— Text passage —

◆ ◆ ◆

In 1986, a Norwegian psychologist, Dan Olweus, examined male juveniles for their personal testosterone level and tried to find a connection between his results and the boys’ behaviour. He discovered that a higher level of this hormone often results in a greater willingness to use violence by his subjects. This conclusion, which Dan Olweus called “testosterone poisoning”, could be one answer to this question why girls are less involved in delinquency.[11]

However, recently gathered information induced theorists and criminologists to assume that the question could lie in the individual gender roles with which girls and boys are confronted with. They believe that it has something to do with the idea of masculinity, which expects adolescent males to be fearless and to behave in a very determined and forceful way in order to succeed.[12]

Another possible trigger of the above-averaged involvement of adolescent men in acts of delinquency could be the different parental supervision, as daughters are more intensely looked after by their legal guardians and, thus, cannot take as many liberties as sons can take.[13]

In the years from 1985, to inclusively 2004, the percentage of female delinquents had surprisingly increased by a much higher rate (104%) compared to the rate of their male counterparts, the rate of them increased only by 30%.

◆ ◆ ◆

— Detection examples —
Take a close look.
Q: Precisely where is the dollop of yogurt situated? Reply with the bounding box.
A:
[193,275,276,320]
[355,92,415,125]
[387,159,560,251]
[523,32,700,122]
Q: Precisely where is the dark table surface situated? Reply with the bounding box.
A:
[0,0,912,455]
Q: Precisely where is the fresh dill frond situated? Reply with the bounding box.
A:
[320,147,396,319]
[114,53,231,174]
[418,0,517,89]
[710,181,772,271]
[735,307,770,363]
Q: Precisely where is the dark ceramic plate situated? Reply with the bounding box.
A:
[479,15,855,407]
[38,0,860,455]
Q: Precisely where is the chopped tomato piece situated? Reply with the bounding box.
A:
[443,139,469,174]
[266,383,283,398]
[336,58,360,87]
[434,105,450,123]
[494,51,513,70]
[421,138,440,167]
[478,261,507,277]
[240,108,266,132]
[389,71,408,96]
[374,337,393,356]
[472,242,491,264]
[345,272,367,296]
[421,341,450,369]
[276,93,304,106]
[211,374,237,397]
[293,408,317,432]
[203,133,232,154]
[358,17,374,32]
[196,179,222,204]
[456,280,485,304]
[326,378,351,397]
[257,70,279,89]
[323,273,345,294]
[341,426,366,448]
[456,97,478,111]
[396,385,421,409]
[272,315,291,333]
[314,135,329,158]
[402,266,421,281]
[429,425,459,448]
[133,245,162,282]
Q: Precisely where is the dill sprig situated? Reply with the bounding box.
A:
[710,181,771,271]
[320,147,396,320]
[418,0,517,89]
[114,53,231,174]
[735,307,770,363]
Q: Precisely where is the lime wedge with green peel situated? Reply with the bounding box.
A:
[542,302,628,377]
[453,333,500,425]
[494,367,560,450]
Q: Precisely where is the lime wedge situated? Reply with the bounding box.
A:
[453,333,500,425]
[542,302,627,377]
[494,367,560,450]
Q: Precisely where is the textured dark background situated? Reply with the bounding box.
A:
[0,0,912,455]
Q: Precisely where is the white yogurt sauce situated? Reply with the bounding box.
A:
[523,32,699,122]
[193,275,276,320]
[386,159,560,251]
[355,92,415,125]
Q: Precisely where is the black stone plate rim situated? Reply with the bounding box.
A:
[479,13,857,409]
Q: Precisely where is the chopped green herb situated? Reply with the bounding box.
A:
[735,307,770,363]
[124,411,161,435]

◆ ◆ ◆

— Work to complete —
a) Retype the passage on gender and juvenile delinquency between "In the years" and "only by 30%.", inclusive.
b) Carry the passage on gender and juvenile delinquency forward from its final sentence.

— Solved problems —
a)
In the years from 1985, to inclusively 2004, the percentage of female delinquents had surprisingly increased by a much higher rate (104%) compared to the rate of their male counterparts, the rate of them increased only by 30%.

b)
In 2004, young women committed 230,200 criminal acts more than they did in 1985, which consequently resulted in a higher overall female involvement in delinquent acts, which consequently increased by 8%.[14] [15]

To sum it all up, one can say that young men still play the leading role in criminal acts reported to the police, i.e. 73% of charges reported to the police have been

committed by juvenile men. However, a significant increase in female involvement can be observed. Five years ago, female involvement in delinquent acts amounted to a portion of 27% and their contribution is expected to grow.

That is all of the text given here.